Sabtu, 02 Januari 2016

Sejarah Bali : Masa Bali Kuna

Penyelenggaraan hidup dalam masyarakat

1. Pemenuhan kebutuhan hidup Sebagai kelanjutan dari masyarakat zaman
prasejarah, masyarakat pada zaman Bali kuna juga hidup dari bercocok tanam
dan berburu. Penjelasan ini dapat kita peroleh dari sumber-sumber prasasti yang
antara lain menyebut mmal(kebon), sawah, parlak (sawah kering), kebwan atau kabon (kebun), huma/uma (sawah basah), kasuwakan (sistem persubakan).

Tanah persawahannya pun telah dirawat dan diolah dengan baik. Dalam prasasti
yang tersimpan di desa Tengkulak yang dikeluarkan oleh Raja Marakata misalnya
disebutkan sederetan istilah yang berhubungan dengan cara pengolahan atau
penanaman padi seperti : amabaki, amaluku, atanem, amantun, ahani, anutu.
Amabaki atau ambabaki berarti membuka sebidang tanah untuk tanah
persawahan, selanjutnya tanah persawahan itu dibajak (mluku) sehingga dapat
ditanami padi. Istilah yang dipergunakan untuk itu ialah atanem. Setelah padinya
tumbuh dengan baik, perlu dirawat antara lain dengan menyiangi (amantun)
sehingga padi itu tidak kebanyakan air dan dapat tumbuh dengan subur.
Selanjutnya dilakukan pemotongan padi dengan cara menuai (ahani) dan
menumbuk (anutu).

YANG DIKERJAKAN: Salin bagian teks bacaan tentang masa Bali kuna, mulai dari "Tanah persawahannya pun" terus sampai "menumbuk (anutu).", tanpa mengubah satu kata pun. Baris-baris ini tidak ada hubungannya dengan teks bacaan.

BARIS DATA:
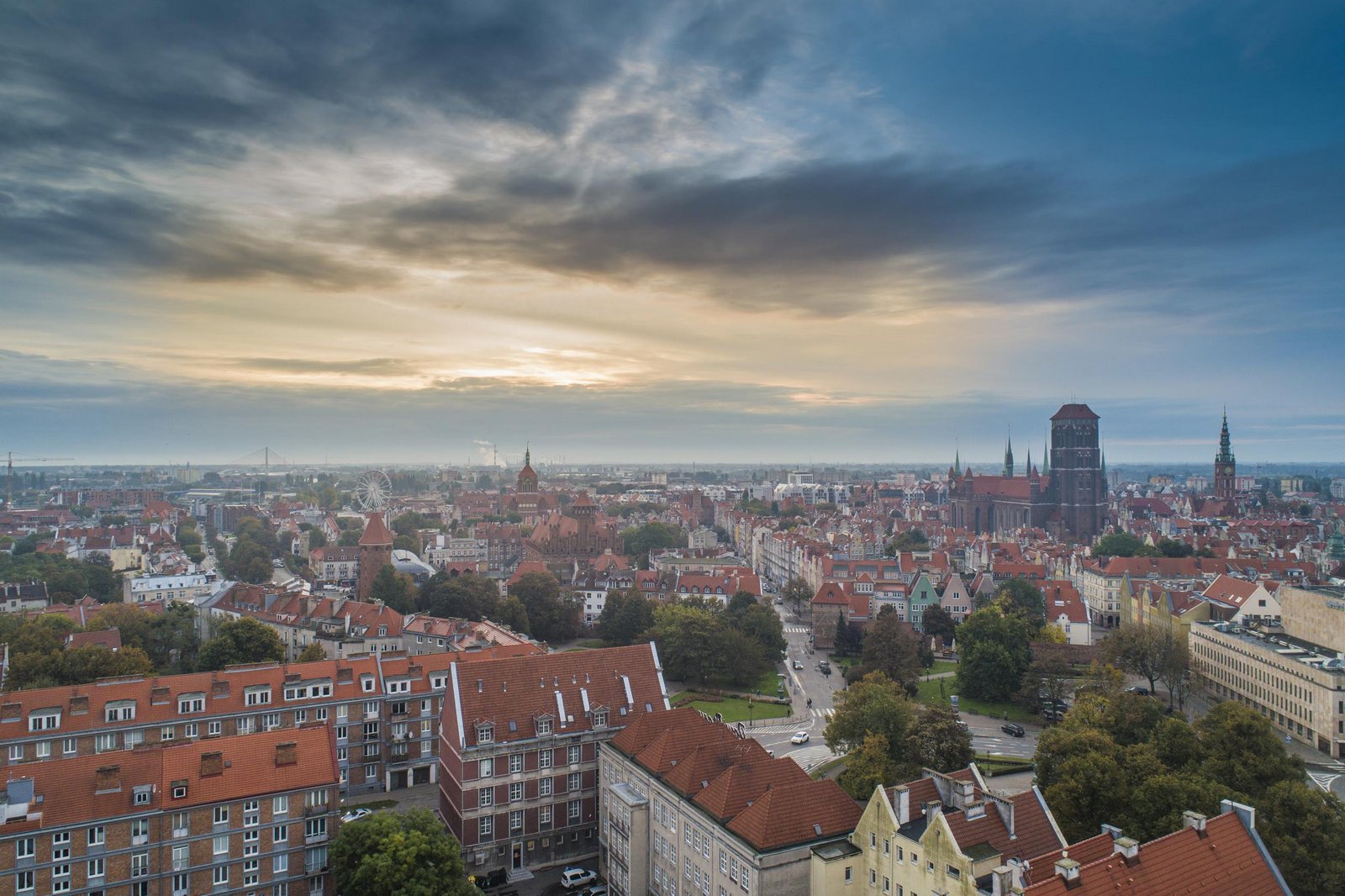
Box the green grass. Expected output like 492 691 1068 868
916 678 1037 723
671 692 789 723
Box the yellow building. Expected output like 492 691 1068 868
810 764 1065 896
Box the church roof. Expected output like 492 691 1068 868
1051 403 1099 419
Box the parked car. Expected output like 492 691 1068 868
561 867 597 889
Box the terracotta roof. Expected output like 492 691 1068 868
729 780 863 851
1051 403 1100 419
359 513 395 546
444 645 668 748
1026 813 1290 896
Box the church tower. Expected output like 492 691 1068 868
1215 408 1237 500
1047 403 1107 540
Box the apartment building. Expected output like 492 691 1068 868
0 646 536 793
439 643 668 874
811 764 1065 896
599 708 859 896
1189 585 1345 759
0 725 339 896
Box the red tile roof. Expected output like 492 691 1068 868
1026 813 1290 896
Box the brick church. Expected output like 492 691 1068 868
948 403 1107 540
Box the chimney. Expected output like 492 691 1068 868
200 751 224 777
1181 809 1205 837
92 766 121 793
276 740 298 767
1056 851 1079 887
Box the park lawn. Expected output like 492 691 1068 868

JAWABAN LATIHAN:
Tanah persawahannya pun telah dirawat dan diolah dengan baik. Dalam prasasti
yang tersimpan di desa Tengkulak yang dikeluarkan oleh Raja Marakata misalnya
disebutkan sederetan istilah yang berhubungan dengan cara pengolahan atau
penanaman padi seperti : amabaki, amaluku, atanem, amantun, ahani, anutu.
Amabaki atau ambabaki berarti membuka sebidang tanah untuk tanah
persawahan, selanjutnya tanah persawahan itu dibajak (mluku) sehingga dapat
ditanami padi. Istilah yang dipergunakan untuk itu ialah atanem. Setelah padinya
tumbuh dengan baik, perlu dirawat antara lain dengan menyiangi (amantun)
sehingga padi itu tidak kebanyakan air dan dapat tumbuh dengan subur.
Selanjutnya dilakukan pemotongan padi dengan cara menuai (ahani) dan
menumbuk (anutu).